EXERCISE PROMPT
Pick up the Longs Peak climbing story below and keep writing it from its last sentence onward.

Longs Peak has always been a measuring stick for me. Ever sense I was 11 I wanted to climb it, and ever sense I picked up a copy of Mark Twights book, Extreme Alpinism, I wanted to climb it by a technical route, or in winter, or both, In a single push. At the time my personal climbing hero was a man by the name of Ken Lang. This guy is not known in the climbing world, or even able to lead a technical pitch, but he has summited all of the Colorado fourteeners, was an adult leader in my boy scout troop, and waited for me when I hiked my first mountain, (Grays peak) hours slower then everyone else. I soon became the best climber in the troop, and Told him of my plans. He said there was no way I could climb the north face (cables route) in winter, or in a day; I was determined to prove him wrong. When I was 13, after 3 tries over 2 years, I climbed the route in late fall (close enough to winter), leading every pitch, with my dad as my partner, in one day.
Fast forward 6 years, I am still obsessed with Longs peak, and after an off and on relationship with climbing I am ready to test myself again. For years I have been terrified of the east face, wondering If I will ever have the nerve to try even its easiest route. After a summer of climbing harder and more often then ever before, (including a 4 hr solo of the north face) It was time to give Kieners a serious try. My partner for the route was a friend of mine named Jonathan Peterson, who I had introduced to climbing about a year and a half before. He was bitten hard by the climbing bug, and It wasn't long before he was out pacing me on the approach trails. Jonney was by far the most important asset I had for this climb, for over the last couple years he had become my right arm. Our common style, personal tastes, dreams, and view of the universe had forged a friendship that has surpassed all others. We leave parties in the middle of the night to go bouldering or hiking. Keiners was just as much about climbing with Jonney as It was Longs peak.

Stored data entries
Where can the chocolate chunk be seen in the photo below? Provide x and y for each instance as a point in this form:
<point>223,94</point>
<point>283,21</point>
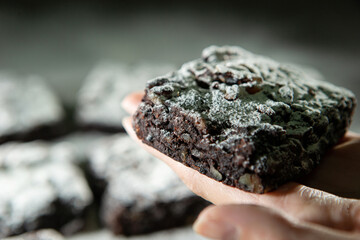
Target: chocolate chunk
<point>258,125</point>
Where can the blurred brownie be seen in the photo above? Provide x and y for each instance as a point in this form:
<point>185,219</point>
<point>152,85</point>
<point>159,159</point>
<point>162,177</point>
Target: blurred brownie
<point>28,109</point>
<point>40,187</point>
<point>243,119</point>
<point>47,234</point>
<point>99,101</point>
<point>142,194</point>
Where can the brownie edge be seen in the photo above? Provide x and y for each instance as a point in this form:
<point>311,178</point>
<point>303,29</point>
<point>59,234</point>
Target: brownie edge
<point>243,119</point>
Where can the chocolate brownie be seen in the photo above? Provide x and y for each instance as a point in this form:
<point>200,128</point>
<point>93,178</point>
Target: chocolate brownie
<point>99,101</point>
<point>142,194</point>
<point>243,119</point>
<point>40,187</point>
<point>47,234</point>
<point>28,109</point>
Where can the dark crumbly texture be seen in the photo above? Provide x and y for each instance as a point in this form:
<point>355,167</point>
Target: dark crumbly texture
<point>47,234</point>
<point>29,110</point>
<point>40,188</point>
<point>142,194</point>
<point>243,119</point>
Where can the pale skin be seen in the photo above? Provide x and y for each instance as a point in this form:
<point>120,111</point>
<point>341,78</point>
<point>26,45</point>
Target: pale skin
<point>322,206</point>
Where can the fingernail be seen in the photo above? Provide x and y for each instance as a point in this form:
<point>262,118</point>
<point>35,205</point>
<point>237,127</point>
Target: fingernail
<point>216,229</point>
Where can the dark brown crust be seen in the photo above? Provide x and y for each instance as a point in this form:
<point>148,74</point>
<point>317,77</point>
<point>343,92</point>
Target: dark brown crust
<point>191,118</point>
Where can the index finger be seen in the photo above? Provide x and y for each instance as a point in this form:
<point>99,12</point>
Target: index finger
<point>292,198</point>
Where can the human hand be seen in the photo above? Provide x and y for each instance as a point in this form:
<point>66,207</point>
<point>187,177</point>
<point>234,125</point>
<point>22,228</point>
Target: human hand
<point>294,208</point>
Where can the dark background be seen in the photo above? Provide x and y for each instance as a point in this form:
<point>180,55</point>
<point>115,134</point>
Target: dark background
<point>63,40</point>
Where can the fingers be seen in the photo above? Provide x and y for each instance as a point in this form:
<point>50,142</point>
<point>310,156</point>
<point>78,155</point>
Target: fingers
<point>254,222</point>
<point>293,199</point>
<point>339,171</point>
<point>132,101</point>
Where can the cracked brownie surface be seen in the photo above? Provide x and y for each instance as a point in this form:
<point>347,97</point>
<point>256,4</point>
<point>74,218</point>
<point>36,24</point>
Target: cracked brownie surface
<point>142,194</point>
<point>243,119</point>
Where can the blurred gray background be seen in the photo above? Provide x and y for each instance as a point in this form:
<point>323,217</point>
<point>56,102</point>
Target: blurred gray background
<point>63,40</point>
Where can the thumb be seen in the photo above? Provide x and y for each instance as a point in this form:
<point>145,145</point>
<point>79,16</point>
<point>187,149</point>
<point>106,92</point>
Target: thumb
<point>253,222</point>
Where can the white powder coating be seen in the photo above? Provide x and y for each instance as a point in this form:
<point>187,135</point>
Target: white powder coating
<point>26,104</point>
<point>46,234</point>
<point>232,87</point>
<point>134,175</point>
<point>32,177</point>
<point>271,122</point>
<point>106,86</point>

WRITTEN RESPONSE
On October 8th, 2005, I picked up Jonney from his house at 1:00 am for the drive from Loveland to the trail head, which we could cut down to about 45 min. There was little anticipation on the way up, just Ravi Shankar blasting from the Ipod and the sense of everything being in place for a great day. The morning was clear, and we had the trail all to ourselves. The pace was steady but not rushed, as we had plenty of time before sun up. We took a 45 min. nap in a really nice bivi cave right at the bottom of Lady Washington's large and steep south face, because I had once again over estimated the time required for the hike in. These naps are always quite refreshing, but also very disorientating; I expected to wake up in my bed, not staring at the diamond. After shaking off the confusion and warming up, we set off.
Looking up at the east face of Longs is a frightening thing, especially if your intent is to actually climb it. Soon it was time to stop thinking and start doing; to live in the present, on the route instead of dreaming about it as I have in years prior. Lambs slide was In good shape in places, powdery in others, and ice sometimes. We where about half way up when Jonny stopped and yelled up to me. He was having trouble with his ice tools, that he received by mail the day before, because he did not remove the leashless hand supports, making it impossible to plunge the shaft in the snow. Damn it Jonny, I told you to do that at home! I slid down to him to help him remove the plastic things, luckily he brought the required wrenches. In our fiddling another party caught us, intending to climb the notch couloir in fall ice conditions. We made our way to the top of Lambs slide, took a deep breath, and ran across broad way before we changed our minds.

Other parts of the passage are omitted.